Texto para leitura.
#####
A Semana Santa que vivi na infância em Jaguarana
Por Raimundo Borges
O Imparcial – A Jaguarana é um lugarejo de simplicidade extrema, com casas de palha de babaçu e paredes de taipa de mão, cujos moradores vivem há mais de 150 anos, espalhados em moradias separadas por capões de mato, tabuleiros, riachos secos e morros. A vegetação de cerrado abriga espécies selvagens de tatu, cotia, paca, peba, aves, mambira e até onça-pintada.
Nesse ambiente ecologicamente sustentável, de agricultura de subsistência em roças de tocos, criação de gado e bode, a mecanização do agro ainda passa à distância. Mesmo assim, há uma união histórica entre as famílias que ainda cultivam roça coletiva em mutirões de “derrubar”, queimar, cercar, plantar, capinar e colher.
Gente simples, trabalhadora, religiosa e irmanada nas dificuldades e na fartura da boa colheita. Em Jaguarana, 3º Distrito de Caxias, a Semana Santa – no meu tempo de criança – era só de orações e cumprimento de rituais milenares. Como jejuar, abster-se de carne que não fosse peixe, visitar parentes, compadres e beijar a mão dos padrinhos como se pais fossem.
Era uma semana de entrega à fé, de trocas de alimentos da roça, de conversar no terreiro e de almoço farto em família. Tudo como ato de contrição e respeito à vida, morte e crucificação de Nosso Senhor Jesus Cristo. Castigar filhos, nem pensar. As estripulias ficavam para o ritual de “romper aleluia” no sábado, com cipó de tamarindo.
Minha mãe, Demétria, era católica praticante e estabelecia as regras da Semana Santa com o rigor dos tempos que se foram. Fiscalizava o cumprimento do jejum, organizava a mesa do almoço com uma bela torta de bacalhau, que papai comprava em Caxias com muita antecedência.
#####
Entradas de dados coletados.

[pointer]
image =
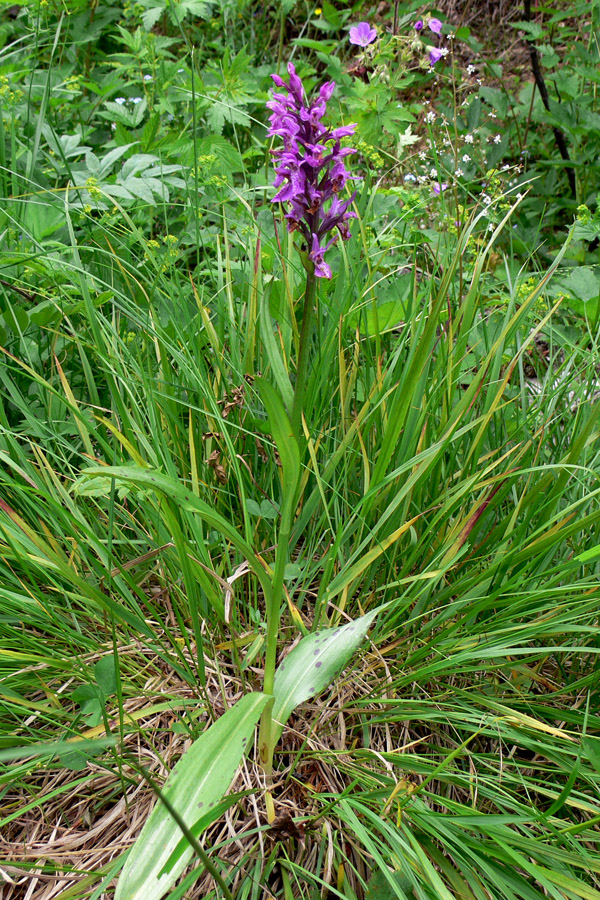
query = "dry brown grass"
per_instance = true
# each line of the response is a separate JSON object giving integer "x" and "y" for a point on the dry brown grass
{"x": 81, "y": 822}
#####
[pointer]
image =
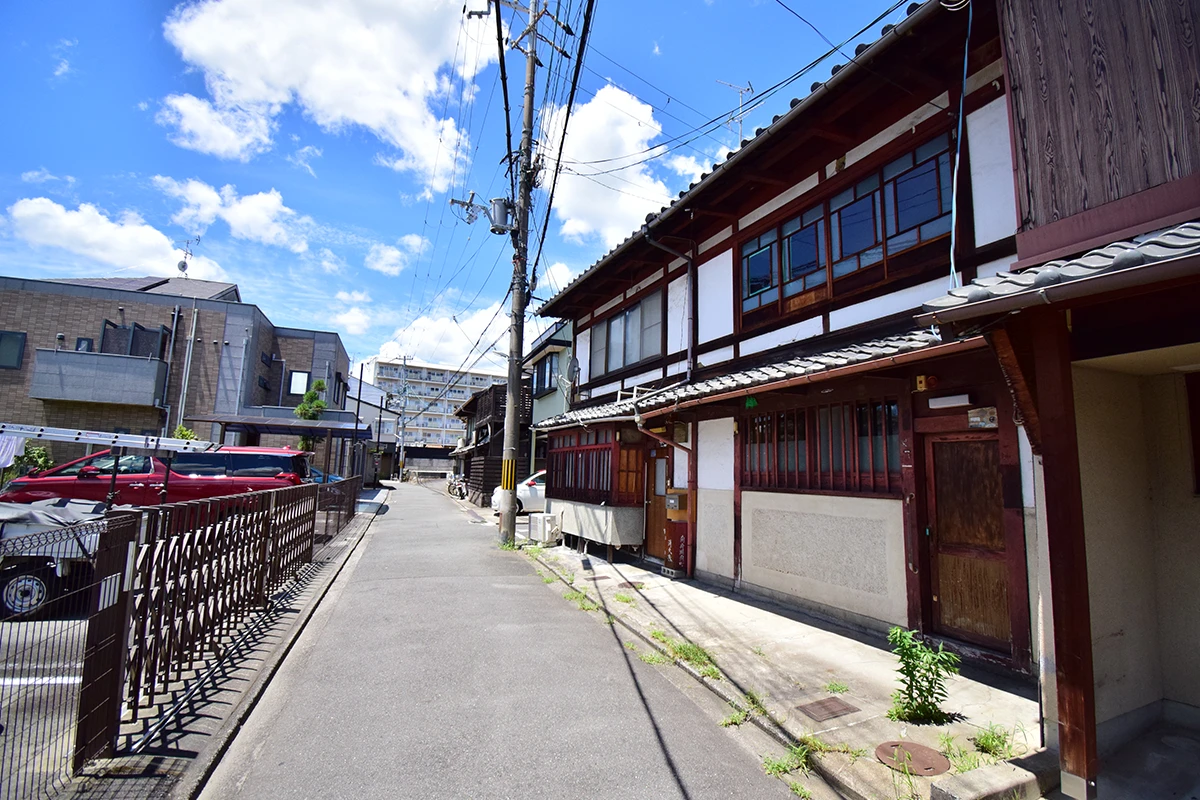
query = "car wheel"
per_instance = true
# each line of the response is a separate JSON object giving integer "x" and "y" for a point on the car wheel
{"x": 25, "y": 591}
#####
Enunciado do exercício.
Dê continuidade ao relato sobre a Semana Santa na infância em Jaguarana, começando logo após a última frase do texto.

Resposta escrita.
Ninguém tomava banho no açude até o Sábado de Aleluia; irmãos não brigavam, todos falavam baixo – o que criava um ambiente sombrio, mas não de medo. Nem dos espíritos vagantes que saem nesses dias santos em busca de adoração. Afinal, a Sexta-feira da Paixão e o Domingo de Páscoa marcam o fim da Quaresma.
E o que significa Quaresma? Há variações sobre o motivo dos 40 dias de abstinência e entrega máxima à fé cristã. Mas a tese mais aceita no mundo católico diz respeito aos 40 dias em que Jesus jejuou no deserto, local onde foi tentado pelo demônio, segundo relatos de Mateus, Marcos e Lucas – escritores que descrevem o sofrimento de Jesus, de quem foram apóstolos.
Por outro lado, essas tradições têm muita relação com o folclore, síntese de sentir, pensar e agir de um povo, normalmente transmitida oralmente, de geração em geração. São tradições trazidas de Portugal, entremeadas de mitos, lendas e costumes que dão sentido à vida e ao modo de se fazer, se portar e se conduzir como governos e igrejas, irmanados na fé.
Hoje, neste primeiro quarto do século XXI, Jaguarana “evoluiu”. O jumento se perdeu como principal meio de transporte de água, jacás de babaçu e carga geral. Foi abandonado e substituído por motos. A lamparina a querosene, até há 20 anos, foi trocada pela lâmpada do “Luz para Todos”, no governo Dilma Rousseff e do ministro Edison Lobão, das Minas e Energia.
A água do pote de Cantareira foi para a geladeira. A taipa de mão – aqui e acolá – é trocada por tijolos. Mas o inimitável som da chuva na coberta de palhas de babaçu ainda persiste nas moradias de Jaguarana. Já há uma escola pública onde se aprender, no povoado Mimoso, a cinco quilômetros da “sede” de Jaguarana.
A Escola de Mimoso foi resultado de um pedido deste jornalista à então prefeita Márcia Marinho. Ela não só a implantou, como colocou a primeira experiência de energia solar em uma unidade municipal de ensino no Maranhão. Anos depois, chegou a energia elétrica que “apagou” a lamparina da “tia” Lídia, uma agricultora de 103 anos que desafia a lógica da longevidade na pobreza extrema. Ela é exemplo de vida. Mora sozinha em sua casinha de taipa de mão, cozinhando em “fogão” de trempe e a gravetos.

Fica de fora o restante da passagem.